BEGIN Text under study
Taming the Lion of the LLM

The paper “Miss Tammy as a Use Case for Moral Prompt Engineering” by Myriam Rellstab and Oliver Bendel from the FHNW School of Business was accepted at the AAAI 2025 Spring Symposium “Human-Compatible AI for Well-being: Harnessing Potential of GenAI for AI-Powered Science”. It describes the development of a chatbot that can be available to pupils and de-escalate their conflicts or promote constructive dialogues among them. Prompt engineering – called moral prompt engineering in the project – and retrieval-augmented generation (RAG) were used. The centerpiece is a collection of netiquettes. On the one hand, these control the behavior of the chatbot – on the other hand, they allow it to evaluate the behavior of the students and make suggestions to them. Miss Tammy was compared with a non-adapted standard model (GPT-4o) and performed better than it in tests with 14- to 16-year-old pupils. The project applied the discipline of machine ethics, in which Oliver Bendel has been researching for many years, to large language models, using the netiquettes as a simple and practical approach. The eight AAAI Spring Symposia will not be held at Stanford University this time, but at the San Francisco Airport Marriott Waterfront, Burlingame, from March 31 to April 2, 2025. It is a conference rich in tradition, where innovative and experimental approaches are particularly in demand.
END Text under study
# Problems to solve
(A) List every place that the text about the Miss Tammy chatbot names in connection with where the AAAI Spring Symposia are or are not held.
(B) Pick up the text about the Miss Tammy chatbot after its last sentence and carry it on.
The lines further down have no connection to the text about the Miss Tammy chatbot.
BEGIN Source material
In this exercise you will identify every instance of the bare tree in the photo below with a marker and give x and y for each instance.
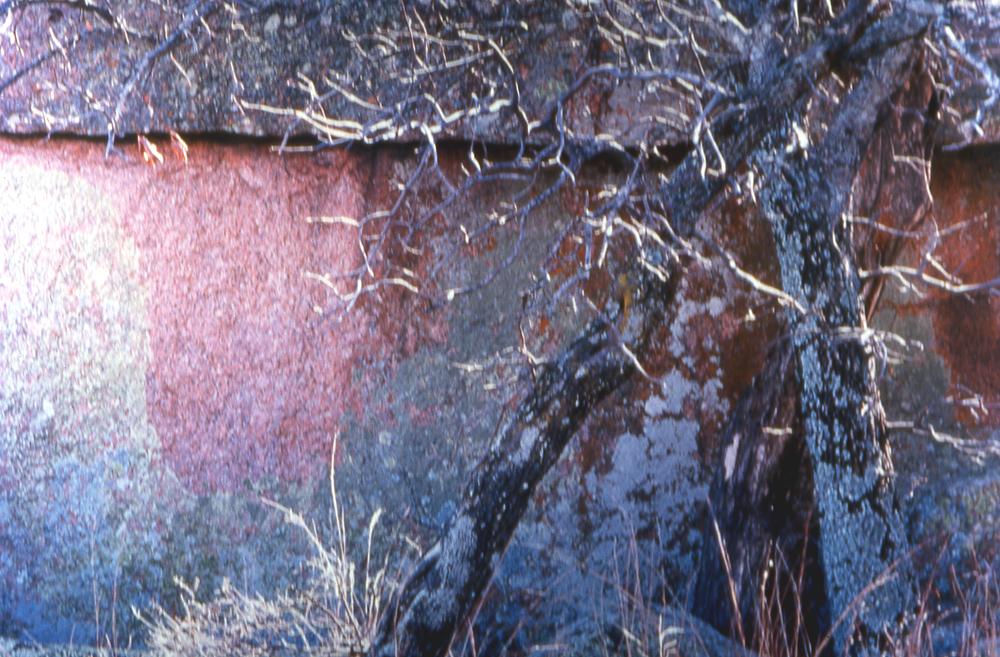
(780, 104)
END Source material
# Answers given
(A) Stanford University; San Francisco Airport Marriott Waterfront; Burlingame

(B)
Towards Moral Prompt Engineering

Machine ethics, which was often dismissed as a curiosity ten years ago, is now part of everyday business. It is required, for example, when so-called guardrails are used in language models or chatbots, via alignment in the form of fine-tuning or via prompt engineering. When you create GPTs, i.e. “custom versions of ChatGPT”, as Open AI calls them, you have the “Instructions” field available for prompt engineering. Here, the “prompteur” or “prompreuse” can create certain specifications and restrictions for the chatbot. This can include references to documents that have been uploaded. This is exactly what Myriam Rellstab is currently doing at the FHNW School of Business as part of her final thesis “Moral Prompt Engineering”, the interim results of which she presented on May 28, 2024. As a “prompteuse”, she tames GPT-4o with the help of her instructions and – as suggested by the initiator of the project, Prof. Dr. Oliver Bendel – with the help of netiquettes that she has collected and made available to the chatbot. The chatbot is tamed, the tiger becomes a house cat that can be used without danger in the classroom, for example. With GPT-4o, guardrails have already been introduced beforehand. These were programmed in or obtained via reinforcement learning from human feedback. So, strictly speaking, you turn a tamed tiger into a house cat. This is different with certain open source language models. The wild animal must first be captured and then tamed. And even then it can seriously injure you. But even with GPTs there are pitfalls, and as we know, house tigers can hiss and scratch. The results of the project will be available in August. Moral prompt engineering had already been applied to Data, a chatbot for the Data Science course at the FHNW School of Engineering (Image: Ideogram).